(Stored data entries)
········

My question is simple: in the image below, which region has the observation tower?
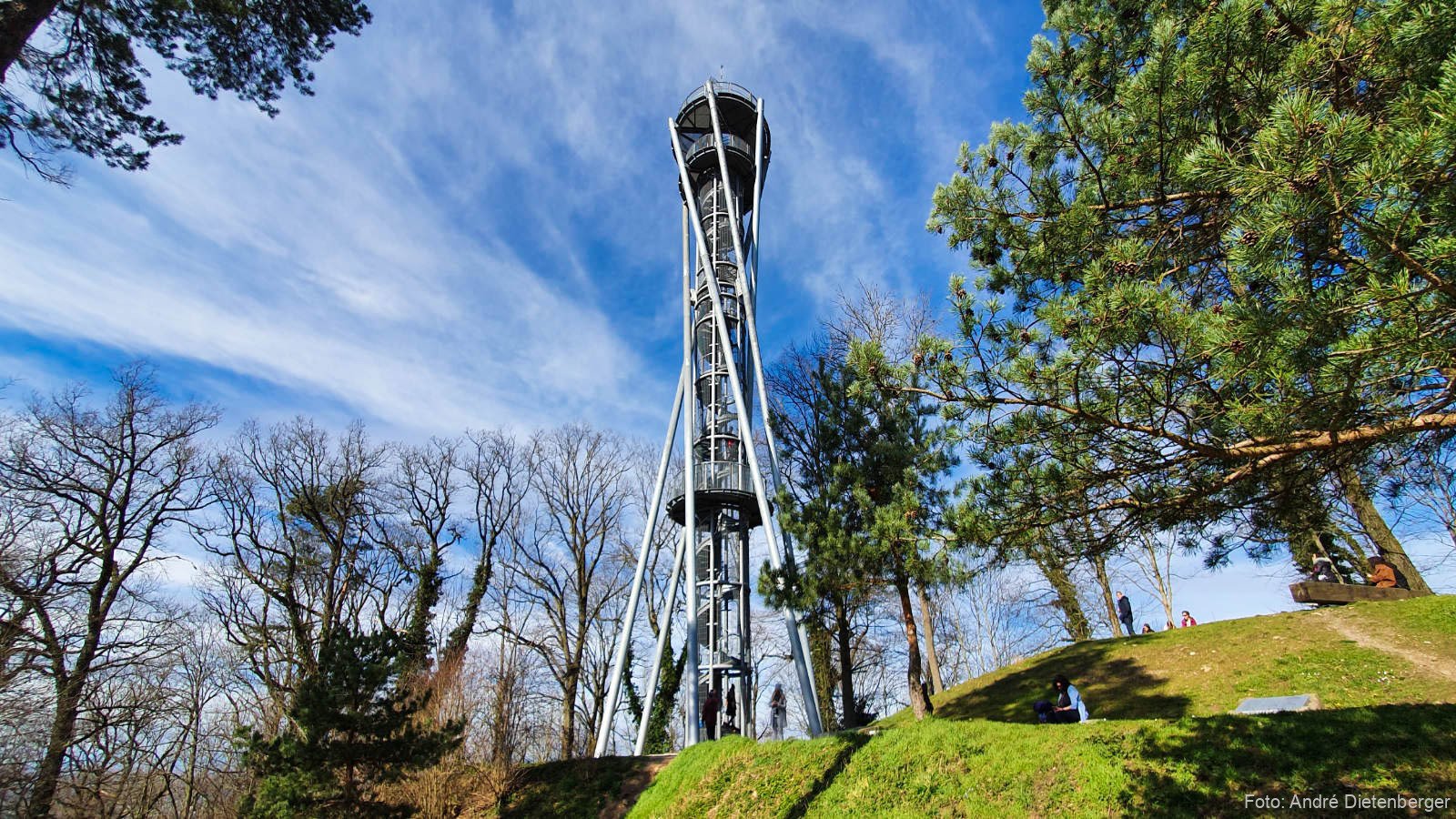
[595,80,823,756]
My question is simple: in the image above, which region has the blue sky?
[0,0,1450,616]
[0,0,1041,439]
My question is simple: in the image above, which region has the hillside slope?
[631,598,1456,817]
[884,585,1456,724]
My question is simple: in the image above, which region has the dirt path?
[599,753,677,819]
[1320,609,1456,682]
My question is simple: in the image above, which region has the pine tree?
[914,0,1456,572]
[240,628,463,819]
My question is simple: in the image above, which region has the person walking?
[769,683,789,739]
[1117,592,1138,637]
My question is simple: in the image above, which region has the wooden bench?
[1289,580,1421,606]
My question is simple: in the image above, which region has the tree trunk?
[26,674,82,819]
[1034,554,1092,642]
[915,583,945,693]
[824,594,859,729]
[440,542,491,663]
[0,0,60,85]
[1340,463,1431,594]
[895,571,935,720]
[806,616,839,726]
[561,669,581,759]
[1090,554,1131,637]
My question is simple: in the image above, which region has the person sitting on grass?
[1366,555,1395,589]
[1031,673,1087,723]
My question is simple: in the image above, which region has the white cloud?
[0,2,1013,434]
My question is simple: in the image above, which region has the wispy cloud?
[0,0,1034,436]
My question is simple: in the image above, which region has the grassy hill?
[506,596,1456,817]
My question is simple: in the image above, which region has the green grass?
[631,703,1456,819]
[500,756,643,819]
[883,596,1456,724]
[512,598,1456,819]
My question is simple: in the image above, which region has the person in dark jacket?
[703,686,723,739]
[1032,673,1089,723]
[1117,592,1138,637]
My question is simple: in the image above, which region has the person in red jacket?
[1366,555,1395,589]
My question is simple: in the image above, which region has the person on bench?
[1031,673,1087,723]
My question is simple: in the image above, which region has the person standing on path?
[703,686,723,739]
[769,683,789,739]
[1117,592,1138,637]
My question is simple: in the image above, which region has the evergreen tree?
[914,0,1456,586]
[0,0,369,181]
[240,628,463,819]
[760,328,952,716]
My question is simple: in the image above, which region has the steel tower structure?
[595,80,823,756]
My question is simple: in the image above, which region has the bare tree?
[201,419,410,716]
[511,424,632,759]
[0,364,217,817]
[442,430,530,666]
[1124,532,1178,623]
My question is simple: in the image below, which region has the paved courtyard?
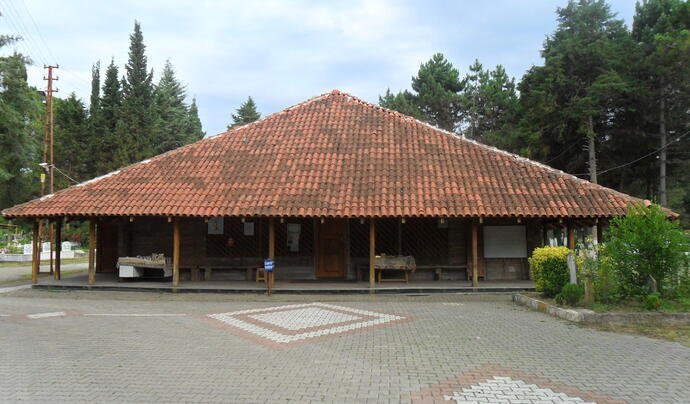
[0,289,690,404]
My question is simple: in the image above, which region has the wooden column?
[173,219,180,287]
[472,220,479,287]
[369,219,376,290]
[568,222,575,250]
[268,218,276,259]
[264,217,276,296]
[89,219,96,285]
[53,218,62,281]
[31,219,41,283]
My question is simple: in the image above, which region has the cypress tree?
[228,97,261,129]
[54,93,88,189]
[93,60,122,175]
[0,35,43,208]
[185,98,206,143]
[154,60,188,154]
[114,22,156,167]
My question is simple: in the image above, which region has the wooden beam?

········

Given task: Return all of the data above verbatim, leaving out the pictures.

Result of this exercise:
My question is simple: in the image below, which region has the observation tower?
[595,80,823,756]
My question is simple: in the image above, which region has the blue sky?
[0,0,1450,616]
[0,0,1041,439]
My question is simple: in the image above, which region has the hillside slope?
[631,598,1456,817]
[884,585,1456,724]
My question is simple: in the image above, which region has the dirt path?
[599,753,677,819]
[1320,609,1456,682]
My question is simple: in the image above, which region has the pine tree?
[914,0,1456,572]
[240,628,463,819]
My question is simple: in the image above, which region has the person walking?
[769,683,789,739]
[1117,592,1138,637]
My question is simple: in the image above, which region has the wooden bench?
[1289,580,1421,606]
My question is simple: in the image above, which region has the tree trunk?
[26,674,82,819]
[1034,554,1092,642]
[915,583,945,693]
[824,594,859,729]
[440,542,491,663]
[0,0,60,85]
[1340,463,1431,594]
[895,571,935,720]
[806,616,839,726]
[561,669,581,759]
[1090,554,1131,637]
My question is simple: in the image above, which region has the person sitting on grass?
[1366,555,1395,589]
[1031,673,1087,723]
My question is simple: in the image above, which region has the white cloud?
[0,2,1013,434]
My question is simple: in the image above, which region has the wispy cloud?
[0,0,1034,436]
My question is simple: in the image above, which region has the grassy hill?
[506,596,1456,817]
My question is simple: in the image above, which region has the green grass?
[631,703,1456,819]
[500,756,643,819]
[883,596,1456,724]
[512,598,1456,819]
My question is simple: in the image above, which region has the person in dark jacket?
[703,686,723,739]
[1032,673,1089,723]
[1117,592,1138,637]
My question is simple: in the image above, which region has the person in red jacket?
[1366,555,1395,589]
My question is simple: in the image above, which region has the person on bench?
[1031,673,1087,723]
My question is simple: in the image above, which region has the person standing on path?
[703,686,723,739]
[769,683,789,739]
[1117,592,1138,637]
My question is simple: in the image above, which region has the evergreen tree?
[914,0,1456,586]
[0,0,369,181]
[240,628,463,819]
[760,328,952,716]
My question is simple: in the image above, which region has the steel tower structure?
[595,80,823,756]
My question is simple: in the image above, which region has the bare tree?
[201,419,410,716]
[511,424,632,759]
[0,364,217,817]
[442,430,530,666]
[1124,532,1178,623]
My question is simple: in the image below, which region has the paved courtyard?
[0,289,690,404]
My question is simple: in the image above, which region has the wooden column?
[173,219,180,287]
[472,220,479,287]
[369,219,376,290]
[568,222,575,250]
[268,218,276,259]
[264,217,276,296]
[89,219,96,285]
[53,218,62,281]
[31,219,41,283]
My question is simple: in the image above, which region has the cypress tree?
[228,97,261,129]
[54,93,88,189]
[93,60,122,175]
[0,35,43,208]
[185,98,206,143]
[154,60,188,154]
[114,22,156,167]
My question is simple: in the image above, which region has the wooden beam?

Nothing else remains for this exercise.